▸ **TEXT SECTION**:

^^^^

Strength’s Super Source


"Yet Saul grew more and more powerful and baffled the Jews living in Damascus by proving that Jesus is the Messiah.” Acts 9:22

Verse 21 tells us that Saul had ‘began to preach in the (Jewish) synagogues that Jesus is the son of God’ and verse 22 tells us that he was ‘proving that Jesus is the Messiah’. It’s rather timely that we have reached this point in Acts at the start of December. Was Saul preaching a Christmas message in what we are told in these verses? After all, what is a ‘Messiah’? Well, it’s derived from the Hebrew word, ‘māšîaḥ’. It comes from the Hebrew language that most of the Old Testament was written in. Now, although the New Testament was originally written in the Greek language of the day, in some of the English translations, including our NIV, we find this Hebrew-derived word, ‘Messiah’ used. It features during the events surrounding the birth of Jesus in Bethlehem.

In Luke 2:8-20, we have the wonderful account of ‘shepherds living out in the fields near’ to that town. They were ‘keeping watch’ ‘at night’. Part of their job was to spot predators and ward them off. It was a job that had been done in much the same way for millennia. We know this because the bible record of 1 Samuel tells us of events that happened almost exactly a thousand years before. They tell us of a youth named, ‘David’. He used to guard his father’s sheep in these same fields and he had to deal with fierce, frightening, predators, like bears and lions, intent on carrying away the sheep as a tasty snack. We have several youths here today. Put yourself in that situation. Faced with such a threat, what weapon would you take to hand? I suspect that many of us wouldn’t use our hands. We’d use our feet and run faster than we’ve ever run before – ‘Dad can buy some more sheep’ is what we’d think! The youth in 1 Samuel didn’t. He had a warrior type spirit and he had more than that – he had God. He spoke of this when, still a youth, he was given an audience with the King of Israel. That king had the same name as the guy in our reading today. He was also called Saul.

King Saul had a problem – he had a ‘giant’ problem. Israel’s enemies, the Philistines, had challenged them to war, but they had a cunning plan. They were saying, in effect, ‘let’s not have a huge battle, with huge loss of life, and see who the last man standing is – let each side choose their ‘last man standing’ at the beginning. These two men can fight. Whoever wins, their side wins the whole battle and their side will rule over the other’. Why had they suggested this? Because they had a giant of a man in their ranks, called Goliath. He could beat anyone. He was a ‘Marmite’ type character. If you were a Philistine, you loved him. If you were an Israelite, you hated him. Not a single member of Saul’s armed forces was willing to take up this challenge. Not surprising. No-one, expect one, and he wasn’t even a member of the army. It was this young shepherd in 1 Samuel. His older brothers were in the army. He had only gone there that day to bring their ‘snap’, as they say in Yorkshire. He had fetched their sandwiches that day. He volunteered to fight Goliath. What was his reasoning? Was it, ‘I’m big and bold and brave and in my own strength I’ve managed to overcome wild animals in the past – I’m sure I’ll be alright’? No. David wasn’t confident in his own strength. But he was confident in the awesomeness of his God. The Lord had delivered him before. The Lord would deliver him now. David said, ‘The Lord who rescued me from the paw of the lion and the paw of the bear will rescue me from the hand of this Philistine.’ ‘Saul said to David, ‘Go, and the Lord be with you’’ (1 Samuel 17:37). And the Lord was. Because he always is with his people.

^^^^

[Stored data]
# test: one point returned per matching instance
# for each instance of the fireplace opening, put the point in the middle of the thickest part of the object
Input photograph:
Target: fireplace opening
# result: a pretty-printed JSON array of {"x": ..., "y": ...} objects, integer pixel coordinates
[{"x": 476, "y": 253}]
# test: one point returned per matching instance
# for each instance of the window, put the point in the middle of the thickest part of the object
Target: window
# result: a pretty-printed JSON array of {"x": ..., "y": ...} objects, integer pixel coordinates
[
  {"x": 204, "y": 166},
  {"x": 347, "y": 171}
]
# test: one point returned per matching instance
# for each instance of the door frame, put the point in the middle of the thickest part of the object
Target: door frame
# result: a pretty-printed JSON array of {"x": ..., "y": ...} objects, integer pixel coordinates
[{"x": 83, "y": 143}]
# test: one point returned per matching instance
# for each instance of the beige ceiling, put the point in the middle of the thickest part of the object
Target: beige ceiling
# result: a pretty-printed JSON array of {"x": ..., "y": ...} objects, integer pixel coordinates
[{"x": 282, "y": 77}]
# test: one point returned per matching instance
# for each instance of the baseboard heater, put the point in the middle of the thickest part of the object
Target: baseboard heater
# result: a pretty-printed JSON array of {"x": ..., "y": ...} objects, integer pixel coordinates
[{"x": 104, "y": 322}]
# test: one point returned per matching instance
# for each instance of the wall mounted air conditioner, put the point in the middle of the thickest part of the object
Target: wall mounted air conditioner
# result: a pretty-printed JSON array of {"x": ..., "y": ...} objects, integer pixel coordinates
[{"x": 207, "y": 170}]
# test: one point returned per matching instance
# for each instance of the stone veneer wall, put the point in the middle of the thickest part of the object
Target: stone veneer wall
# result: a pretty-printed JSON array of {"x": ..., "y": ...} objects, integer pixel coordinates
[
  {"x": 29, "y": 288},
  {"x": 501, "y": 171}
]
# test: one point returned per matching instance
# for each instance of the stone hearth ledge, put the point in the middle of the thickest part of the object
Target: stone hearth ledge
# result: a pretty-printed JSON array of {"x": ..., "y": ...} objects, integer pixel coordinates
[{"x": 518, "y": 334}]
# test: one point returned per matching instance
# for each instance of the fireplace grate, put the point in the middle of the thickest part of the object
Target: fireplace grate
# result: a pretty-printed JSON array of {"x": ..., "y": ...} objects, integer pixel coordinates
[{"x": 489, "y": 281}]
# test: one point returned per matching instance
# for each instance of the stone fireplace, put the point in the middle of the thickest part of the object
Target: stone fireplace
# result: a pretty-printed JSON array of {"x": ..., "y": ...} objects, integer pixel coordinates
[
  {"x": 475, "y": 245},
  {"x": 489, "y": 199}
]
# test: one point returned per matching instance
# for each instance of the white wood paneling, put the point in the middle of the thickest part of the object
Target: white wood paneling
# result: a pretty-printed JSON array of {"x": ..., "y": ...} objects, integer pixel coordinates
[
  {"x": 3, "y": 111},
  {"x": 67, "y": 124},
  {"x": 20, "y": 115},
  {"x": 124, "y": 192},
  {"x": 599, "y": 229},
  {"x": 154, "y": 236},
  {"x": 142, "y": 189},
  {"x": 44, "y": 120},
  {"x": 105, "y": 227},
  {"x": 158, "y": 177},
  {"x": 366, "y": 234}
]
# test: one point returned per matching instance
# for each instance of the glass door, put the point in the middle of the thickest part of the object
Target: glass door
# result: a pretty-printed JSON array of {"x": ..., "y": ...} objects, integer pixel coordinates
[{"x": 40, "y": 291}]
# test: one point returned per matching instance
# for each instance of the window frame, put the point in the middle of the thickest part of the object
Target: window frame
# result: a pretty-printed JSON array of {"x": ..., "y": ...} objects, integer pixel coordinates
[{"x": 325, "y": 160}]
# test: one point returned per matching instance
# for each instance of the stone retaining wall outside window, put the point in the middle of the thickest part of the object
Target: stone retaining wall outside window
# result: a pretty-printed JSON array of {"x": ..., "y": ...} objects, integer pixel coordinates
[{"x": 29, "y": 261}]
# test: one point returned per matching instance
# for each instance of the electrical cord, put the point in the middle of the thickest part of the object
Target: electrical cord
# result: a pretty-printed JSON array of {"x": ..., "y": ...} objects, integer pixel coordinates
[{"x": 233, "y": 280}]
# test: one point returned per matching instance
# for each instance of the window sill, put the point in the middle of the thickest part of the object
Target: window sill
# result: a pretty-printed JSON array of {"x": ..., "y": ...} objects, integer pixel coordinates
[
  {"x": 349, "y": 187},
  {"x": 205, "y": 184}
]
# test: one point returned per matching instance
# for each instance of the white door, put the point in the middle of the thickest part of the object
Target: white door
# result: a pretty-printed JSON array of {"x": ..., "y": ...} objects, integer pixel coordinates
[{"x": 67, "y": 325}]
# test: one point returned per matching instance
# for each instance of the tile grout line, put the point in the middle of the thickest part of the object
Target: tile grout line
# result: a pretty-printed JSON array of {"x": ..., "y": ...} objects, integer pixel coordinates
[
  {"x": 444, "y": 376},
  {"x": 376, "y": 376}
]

^^^^

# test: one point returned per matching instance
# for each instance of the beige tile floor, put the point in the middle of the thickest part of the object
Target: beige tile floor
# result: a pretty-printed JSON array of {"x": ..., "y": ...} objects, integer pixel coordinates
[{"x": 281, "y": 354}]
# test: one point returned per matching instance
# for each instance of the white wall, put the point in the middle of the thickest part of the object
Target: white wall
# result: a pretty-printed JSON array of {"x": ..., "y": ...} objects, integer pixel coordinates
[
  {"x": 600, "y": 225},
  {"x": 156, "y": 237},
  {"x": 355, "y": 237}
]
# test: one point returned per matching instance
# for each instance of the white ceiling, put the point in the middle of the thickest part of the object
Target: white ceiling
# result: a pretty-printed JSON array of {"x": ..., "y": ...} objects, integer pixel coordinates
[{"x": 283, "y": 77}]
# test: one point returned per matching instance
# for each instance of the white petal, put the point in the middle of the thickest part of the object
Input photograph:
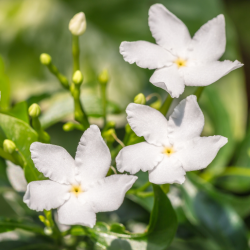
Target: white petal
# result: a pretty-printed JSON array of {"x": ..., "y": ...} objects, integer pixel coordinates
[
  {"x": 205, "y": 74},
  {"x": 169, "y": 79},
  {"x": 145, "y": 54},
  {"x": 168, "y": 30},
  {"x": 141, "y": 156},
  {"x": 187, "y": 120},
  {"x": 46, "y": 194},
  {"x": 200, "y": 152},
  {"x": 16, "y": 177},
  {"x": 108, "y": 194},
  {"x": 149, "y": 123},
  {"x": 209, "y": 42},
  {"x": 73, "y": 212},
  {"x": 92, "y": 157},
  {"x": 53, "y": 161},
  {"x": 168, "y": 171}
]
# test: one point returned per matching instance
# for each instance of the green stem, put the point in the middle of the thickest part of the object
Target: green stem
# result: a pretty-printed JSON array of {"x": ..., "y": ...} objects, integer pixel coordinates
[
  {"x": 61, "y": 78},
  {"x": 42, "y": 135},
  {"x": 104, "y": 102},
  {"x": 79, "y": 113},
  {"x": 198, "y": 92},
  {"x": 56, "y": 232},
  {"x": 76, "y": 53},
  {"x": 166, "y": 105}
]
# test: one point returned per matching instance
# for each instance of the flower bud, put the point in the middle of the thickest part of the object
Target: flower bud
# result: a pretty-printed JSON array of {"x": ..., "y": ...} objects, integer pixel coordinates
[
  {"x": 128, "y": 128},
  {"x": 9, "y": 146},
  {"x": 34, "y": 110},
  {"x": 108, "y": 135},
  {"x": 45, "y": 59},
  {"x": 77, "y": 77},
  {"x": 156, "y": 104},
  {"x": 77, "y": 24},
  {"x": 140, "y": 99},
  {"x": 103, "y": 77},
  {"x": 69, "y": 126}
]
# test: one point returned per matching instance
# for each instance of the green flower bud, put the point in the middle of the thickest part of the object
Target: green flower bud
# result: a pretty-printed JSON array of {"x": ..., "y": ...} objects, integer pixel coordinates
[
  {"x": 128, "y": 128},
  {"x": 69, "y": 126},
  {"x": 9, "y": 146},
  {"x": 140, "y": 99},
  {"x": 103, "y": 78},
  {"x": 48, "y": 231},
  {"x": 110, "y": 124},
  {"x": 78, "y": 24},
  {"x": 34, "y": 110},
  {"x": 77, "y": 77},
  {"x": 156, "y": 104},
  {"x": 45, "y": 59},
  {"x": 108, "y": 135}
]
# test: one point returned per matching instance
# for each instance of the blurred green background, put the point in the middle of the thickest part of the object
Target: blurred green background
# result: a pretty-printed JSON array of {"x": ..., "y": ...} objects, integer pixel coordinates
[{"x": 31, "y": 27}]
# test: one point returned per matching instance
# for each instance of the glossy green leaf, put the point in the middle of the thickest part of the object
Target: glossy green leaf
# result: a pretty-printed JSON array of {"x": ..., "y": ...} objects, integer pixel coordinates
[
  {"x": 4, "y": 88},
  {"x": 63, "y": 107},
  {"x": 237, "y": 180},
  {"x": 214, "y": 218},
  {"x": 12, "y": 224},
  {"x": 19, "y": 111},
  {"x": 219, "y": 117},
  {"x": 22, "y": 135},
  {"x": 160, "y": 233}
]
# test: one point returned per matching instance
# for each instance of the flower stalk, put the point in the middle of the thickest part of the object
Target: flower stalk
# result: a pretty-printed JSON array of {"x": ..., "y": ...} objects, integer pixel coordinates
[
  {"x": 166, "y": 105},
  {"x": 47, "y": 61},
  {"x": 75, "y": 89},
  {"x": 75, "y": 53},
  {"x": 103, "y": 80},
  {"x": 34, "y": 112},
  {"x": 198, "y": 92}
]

^^^^

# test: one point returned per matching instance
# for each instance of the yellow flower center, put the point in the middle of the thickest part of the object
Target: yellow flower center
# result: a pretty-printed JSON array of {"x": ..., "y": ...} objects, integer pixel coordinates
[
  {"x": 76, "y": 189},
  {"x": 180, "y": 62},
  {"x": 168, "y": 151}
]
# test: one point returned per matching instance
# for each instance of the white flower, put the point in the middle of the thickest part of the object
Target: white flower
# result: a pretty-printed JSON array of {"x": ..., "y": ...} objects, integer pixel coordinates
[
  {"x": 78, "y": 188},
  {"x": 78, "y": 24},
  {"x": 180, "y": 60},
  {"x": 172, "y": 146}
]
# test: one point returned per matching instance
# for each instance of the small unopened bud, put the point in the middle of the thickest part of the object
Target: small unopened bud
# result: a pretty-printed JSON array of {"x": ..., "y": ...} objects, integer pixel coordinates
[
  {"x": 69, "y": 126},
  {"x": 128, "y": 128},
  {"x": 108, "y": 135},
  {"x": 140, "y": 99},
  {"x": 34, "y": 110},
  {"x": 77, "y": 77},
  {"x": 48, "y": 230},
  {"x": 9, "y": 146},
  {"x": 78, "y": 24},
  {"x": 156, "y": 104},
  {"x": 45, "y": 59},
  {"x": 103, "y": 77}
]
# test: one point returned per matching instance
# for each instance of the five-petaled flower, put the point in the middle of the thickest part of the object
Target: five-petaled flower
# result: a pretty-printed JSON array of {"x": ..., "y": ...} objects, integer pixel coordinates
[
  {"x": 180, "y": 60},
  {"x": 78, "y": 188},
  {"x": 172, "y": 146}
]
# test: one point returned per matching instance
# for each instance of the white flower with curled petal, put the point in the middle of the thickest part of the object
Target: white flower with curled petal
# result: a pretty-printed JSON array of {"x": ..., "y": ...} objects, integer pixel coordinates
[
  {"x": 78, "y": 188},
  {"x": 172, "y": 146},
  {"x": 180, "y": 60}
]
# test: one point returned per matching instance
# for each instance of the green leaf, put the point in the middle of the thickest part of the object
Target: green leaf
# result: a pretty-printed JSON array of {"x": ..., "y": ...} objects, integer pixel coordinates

^^^^

▸ **SET EXERCISE**:
List every Bible reference in the sermon text that gives both a book name and a chapter and verse number.

▸ **TASK SOLUTION**:
Acts 9:22
Luke 2:8-20
1 Samuel 17:37